THE DATA
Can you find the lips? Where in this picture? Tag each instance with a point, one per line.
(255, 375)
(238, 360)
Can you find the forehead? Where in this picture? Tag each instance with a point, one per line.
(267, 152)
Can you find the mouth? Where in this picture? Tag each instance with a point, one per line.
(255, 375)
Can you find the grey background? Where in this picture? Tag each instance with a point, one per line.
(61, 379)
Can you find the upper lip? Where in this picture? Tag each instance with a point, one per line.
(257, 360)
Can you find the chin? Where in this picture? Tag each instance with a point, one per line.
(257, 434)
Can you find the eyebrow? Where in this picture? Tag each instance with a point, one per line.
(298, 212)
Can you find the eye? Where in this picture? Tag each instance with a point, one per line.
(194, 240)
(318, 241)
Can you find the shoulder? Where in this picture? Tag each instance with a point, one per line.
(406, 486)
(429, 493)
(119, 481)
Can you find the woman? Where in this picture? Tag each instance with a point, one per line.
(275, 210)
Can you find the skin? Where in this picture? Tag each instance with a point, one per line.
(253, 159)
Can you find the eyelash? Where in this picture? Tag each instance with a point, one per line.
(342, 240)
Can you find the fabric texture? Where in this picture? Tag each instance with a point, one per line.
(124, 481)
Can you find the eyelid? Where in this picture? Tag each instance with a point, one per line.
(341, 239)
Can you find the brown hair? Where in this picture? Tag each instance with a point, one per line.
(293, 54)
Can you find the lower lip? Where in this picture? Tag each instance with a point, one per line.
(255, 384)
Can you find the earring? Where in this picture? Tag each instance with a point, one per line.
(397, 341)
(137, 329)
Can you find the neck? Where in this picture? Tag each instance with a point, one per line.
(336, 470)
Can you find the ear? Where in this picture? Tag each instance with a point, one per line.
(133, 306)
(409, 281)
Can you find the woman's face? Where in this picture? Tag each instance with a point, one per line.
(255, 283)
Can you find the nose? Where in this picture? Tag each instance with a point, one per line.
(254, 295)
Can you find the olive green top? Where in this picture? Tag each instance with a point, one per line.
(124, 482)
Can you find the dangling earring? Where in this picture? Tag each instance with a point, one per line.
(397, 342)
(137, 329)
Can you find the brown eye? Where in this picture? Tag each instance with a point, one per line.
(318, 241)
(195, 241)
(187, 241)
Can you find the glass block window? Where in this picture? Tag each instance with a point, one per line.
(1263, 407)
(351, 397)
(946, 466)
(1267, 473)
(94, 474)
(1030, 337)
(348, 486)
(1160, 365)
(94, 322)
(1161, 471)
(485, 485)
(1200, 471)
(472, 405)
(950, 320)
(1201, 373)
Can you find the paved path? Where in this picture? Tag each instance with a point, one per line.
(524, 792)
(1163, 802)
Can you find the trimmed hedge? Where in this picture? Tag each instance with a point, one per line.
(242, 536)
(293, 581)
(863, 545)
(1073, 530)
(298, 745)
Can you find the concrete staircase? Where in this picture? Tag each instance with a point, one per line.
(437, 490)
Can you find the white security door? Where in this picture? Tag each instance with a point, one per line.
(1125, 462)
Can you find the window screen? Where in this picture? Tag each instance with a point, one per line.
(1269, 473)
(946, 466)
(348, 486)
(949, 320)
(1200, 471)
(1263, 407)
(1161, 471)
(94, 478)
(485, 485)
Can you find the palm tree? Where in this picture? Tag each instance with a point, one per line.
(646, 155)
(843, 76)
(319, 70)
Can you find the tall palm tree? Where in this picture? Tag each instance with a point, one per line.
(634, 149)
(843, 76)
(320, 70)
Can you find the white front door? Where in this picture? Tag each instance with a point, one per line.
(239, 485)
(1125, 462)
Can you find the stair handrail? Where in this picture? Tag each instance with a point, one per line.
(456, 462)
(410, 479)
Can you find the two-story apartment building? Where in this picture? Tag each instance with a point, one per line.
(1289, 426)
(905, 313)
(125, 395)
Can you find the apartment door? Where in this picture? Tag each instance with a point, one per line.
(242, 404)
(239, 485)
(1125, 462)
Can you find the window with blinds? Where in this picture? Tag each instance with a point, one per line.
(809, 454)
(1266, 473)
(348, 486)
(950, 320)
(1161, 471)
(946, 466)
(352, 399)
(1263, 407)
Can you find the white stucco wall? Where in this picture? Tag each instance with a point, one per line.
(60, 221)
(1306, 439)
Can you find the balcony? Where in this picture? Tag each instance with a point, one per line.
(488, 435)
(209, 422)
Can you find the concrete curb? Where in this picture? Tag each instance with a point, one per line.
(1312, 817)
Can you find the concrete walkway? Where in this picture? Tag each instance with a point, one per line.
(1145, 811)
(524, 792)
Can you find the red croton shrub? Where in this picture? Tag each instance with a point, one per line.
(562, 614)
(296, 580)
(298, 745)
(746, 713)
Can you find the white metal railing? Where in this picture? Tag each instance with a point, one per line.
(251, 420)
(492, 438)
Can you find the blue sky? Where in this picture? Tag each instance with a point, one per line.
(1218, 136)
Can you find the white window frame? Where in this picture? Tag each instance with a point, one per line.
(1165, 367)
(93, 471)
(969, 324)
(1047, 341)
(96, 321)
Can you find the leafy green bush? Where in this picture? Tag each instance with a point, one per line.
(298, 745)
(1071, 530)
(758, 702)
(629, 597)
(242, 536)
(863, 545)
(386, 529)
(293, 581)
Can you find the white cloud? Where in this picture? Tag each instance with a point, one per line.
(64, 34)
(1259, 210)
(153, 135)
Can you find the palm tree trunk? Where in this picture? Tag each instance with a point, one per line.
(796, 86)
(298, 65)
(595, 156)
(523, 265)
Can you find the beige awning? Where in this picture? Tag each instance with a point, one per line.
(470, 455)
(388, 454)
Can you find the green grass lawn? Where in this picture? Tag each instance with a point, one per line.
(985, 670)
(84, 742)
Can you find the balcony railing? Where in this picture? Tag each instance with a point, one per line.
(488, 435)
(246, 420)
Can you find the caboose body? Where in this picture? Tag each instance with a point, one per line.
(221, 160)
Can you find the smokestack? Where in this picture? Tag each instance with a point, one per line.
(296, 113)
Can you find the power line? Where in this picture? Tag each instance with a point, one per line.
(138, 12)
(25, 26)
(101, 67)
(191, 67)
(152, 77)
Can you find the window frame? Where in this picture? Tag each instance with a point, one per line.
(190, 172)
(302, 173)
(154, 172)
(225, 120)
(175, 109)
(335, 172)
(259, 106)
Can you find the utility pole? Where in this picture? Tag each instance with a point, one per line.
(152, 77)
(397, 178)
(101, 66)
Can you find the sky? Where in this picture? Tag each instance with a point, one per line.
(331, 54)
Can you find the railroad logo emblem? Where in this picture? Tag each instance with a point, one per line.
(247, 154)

DIRECTIONS FOR THIS TASK
Please revise the rows above, replacing "one per line" with "one on each line" everywhere it occurs and leaving everything else as it stands.

FINISHED EXERCISE
Can you find the lips? Where in this picture? Tag each instance with a point, one on each line.
(255, 375)
(238, 360)
Can you find the forehead? Where in this picture? Tag each instance with a point, one on each line.
(267, 152)
Can you find the mouth? Where in this picture? Tag each instance with a point, one on each line.
(255, 375)
Can you find the grey background? Where in this picture? Tag each instance with a point, one on each line.
(61, 379)
Can you find the upper lip? Where in this picture? Tag each instance with a point, one on each line.
(257, 360)
Can you find the chin? Where in this picture? Tag each instance with a point, one on each line.
(257, 434)
Can you find the eyebrow? Where in this picture? Tag each instance with a point, one on each line.
(298, 212)
Can you find the eye? Where in this picture? Tag each instance with a point, one on each line.
(194, 240)
(318, 241)
Can you find the shoulder? Where in this picture? Tag each instance with a point, one on each line.
(406, 486)
(429, 493)
(119, 481)
Can you find the woman? Where in this picture? Tag each instance with a point, one on each line.
(275, 210)
Can you find the skin? Where in this picture? Tag each instance with a point, one on each line.
(253, 159)
Can you find the eyelash? Where in this picture? Tag each instance with a point, one on each line.
(342, 240)
Can you find the fabric texture? Where in this picture? Tag each instance with a point, one on each line.
(124, 481)
Can you find the eyelid? Where in this picture? Tag each instance with a point, one on each line.
(341, 239)
Can you find the brown hair? Where in this picture? Tag each instance with a point, one on each line.
(293, 54)
Can you find the lower lip? Where in this picture? Tag each instance with a point, one on each line.
(255, 384)
Can you find the earring? Where in this picture? Tag each instance with a point, one on each line.
(397, 341)
(137, 329)
Can you find the neck? Where in this picture? Tag each instance with a point, one on each line.
(336, 470)
Can you find the ear? Where in this picture? Tag each instance with a point, one on each line.
(133, 306)
(409, 281)
Can you find the woman's face? Where in this picture? Tag each instance with a point, one on each line.
(255, 283)
Can you find the nose? Where in this picture? Tag each instance with a point, one on each line.
(254, 295)
Can you find the olive green top? Where in this picture? Tag each instance with a point, one on each line.
(124, 482)
Can you find the dangling earring? Where in this picture? Tag each instance with a point, one on each line.
(397, 342)
(137, 329)
Can you find the brown eye? Where in this picture? Tag each instance with a point, one on each line.
(318, 241)
(195, 241)
(187, 241)
Can you find the glass block window? Where in this picture? Tag each instance with a point, one on each line.
(1263, 407)
(351, 397)
(946, 466)
(1267, 473)
(94, 474)
(1030, 337)
(348, 486)
(1160, 365)
(94, 322)
(1161, 471)
(485, 485)
(1200, 471)
(472, 405)
(950, 320)
(1201, 373)
Can you find the paved path? Where in this picture? Tag each instance with a point, one on each line.
(524, 792)
(1163, 802)
Can you find the trimmed hedge? Where in this picture? Tag each instance with a point, one on each line.
(242, 536)
(293, 581)
(863, 545)
(1073, 530)
(298, 745)
Can you find the concrete staircase? Where in this picture? Tag each instance with a point, one on each line.
(437, 490)
Can you find the white security door? Where in this picture? Tag each instance with a point, one on each line.
(1125, 462)
Can you find the window screen? Where in this picture? Tag each instance with a point, one on each line.
(1269, 473)
(946, 466)
(348, 486)
(949, 320)
(1200, 471)
(1263, 407)
(1161, 471)
(94, 478)
(485, 485)
Can you find the palm tree? Where in this picture? Tag each instance with a point, one on each line.
(646, 155)
(843, 76)
(319, 70)
Can you find the tall palm tree? Where in this picture? Tag each instance with a point, one on each line.
(634, 149)
(843, 76)
(320, 70)
Can you find the white front door? Where in this picture? Tag each instance with a point, one on each line.
(239, 485)
(1125, 462)
Can you find the stair handrail? Where in this picture? Tag each instance with a point, one on each line.
(456, 462)
(410, 479)
Can you find the two-story apartment building? Where in this picture? Tag each instance with a point, one on each line.
(1289, 426)
(905, 313)
(125, 395)
Can you find the apartment door? Where in this picture? Tag each instance with a point, one on each line.
(242, 404)
(239, 485)
(1125, 462)
Can you find the window with blinds? Where in this picture? Tag each instance with a point, one on each line.
(809, 454)
(1266, 473)
(348, 486)
(950, 320)
(1161, 471)
(946, 466)
(352, 399)
(1263, 407)
Can you find the white stucco wall? Where in this picture? Tag each instance with a point, one on each line.
(60, 221)
(1306, 439)
Can you find the balcony? Where in this picture? Tag each instance with a point, one on each line.
(488, 435)
(209, 422)
Can you find the concrete curb? Where in this picture? Tag each instance with a point, one on each line.
(1312, 817)
Can you find the concrete walkway? Where in this picture? Tag each instance with a point, one on each line.
(1145, 811)
(524, 792)
Can you find the red croton shrub? Where in this picture? Tag each instance with a point, one on each line.
(562, 614)
(296, 580)
(298, 745)
(746, 713)
Can you find the white metal railing? Where in this picture? Tag each instance with a point, one on each line.
(251, 420)
(492, 438)
Can you find the blue sky? Where in this picture? Tag each instance with a point, one on each line.
(1218, 136)
Can you find the white window frame? Where in this picture? Tag each instance with a point, one on each line.
(1165, 367)
(93, 471)
(969, 324)
(1047, 341)
(96, 321)
Can you find the leafy green bush? Where in this picture? Tag each instance with a point, one on each line.
(298, 745)
(1071, 530)
(758, 702)
(629, 597)
(242, 536)
(863, 545)
(386, 529)
(293, 581)
Can you find the white cloud? Where in this picture? Tag each instance with a point, one on each line.
(64, 34)
(1259, 210)
(153, 135)
Can you find the palm tree trunk? Where in this picture? Tag each instance with a point, one on each line.
(796, 86)
(298, 65)
(595, 156)
(523, 265)
Can you find the beige awning? Where in this picture? Tag each instance with a point, one on each line.
(470, 455)
(388, 454)
Can you find the green grass lawn? Where in this picture? Tag each instance with a point, one on each line.
(985, 670)
(84, 742)
Can you find the balcony railing? Where in this picture? Tag each instance with a point, one on each line.
(488, 435)
(246, 420)
Can you find the caboose body? Where in this picture? Tag each instance with a point, one on each line.
(221, 160)
Can you find the smokestack? Where in this picture? Tag each instance with a point, one on each line.
(296, 113)
Can you find the power line? Where in this picture? Tag each instance with a point, one on each line.
(138, 12)
(25, 26)
(101, 67)
(191, 67)
(152, 77)
Can you find the window frame? Where in this picture? Tag each instance with a point, one on each line.
(190, 172)
(302, 173)
(154, 172)
(225, 120)
(175, 109)
(335, 172)
(259, 106)
Can you find the utility pole? Where in this picture? Tag each instance with a point, one on each line.
(152, 77)
(397, 178)
(101, 66)
Can you find the sky? Where in this picture? Tag each instance with a point, one on each line.
(331, 54)
Can you find the railroad logo emblem? Where in this picture? Tag each instance with a point, one on each line.
(247, 154)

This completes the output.